▶ _Problem to solve_
Scan the entries for the word "Category". Every line that has it should be copied.

Region pointing data

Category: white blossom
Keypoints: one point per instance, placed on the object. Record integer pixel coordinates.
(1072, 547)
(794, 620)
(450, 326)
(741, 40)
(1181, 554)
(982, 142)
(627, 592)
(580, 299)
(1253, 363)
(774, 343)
==
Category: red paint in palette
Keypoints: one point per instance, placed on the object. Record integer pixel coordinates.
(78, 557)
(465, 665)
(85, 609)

▶ _Response below_
Category: white blossom
Category: red paint in palette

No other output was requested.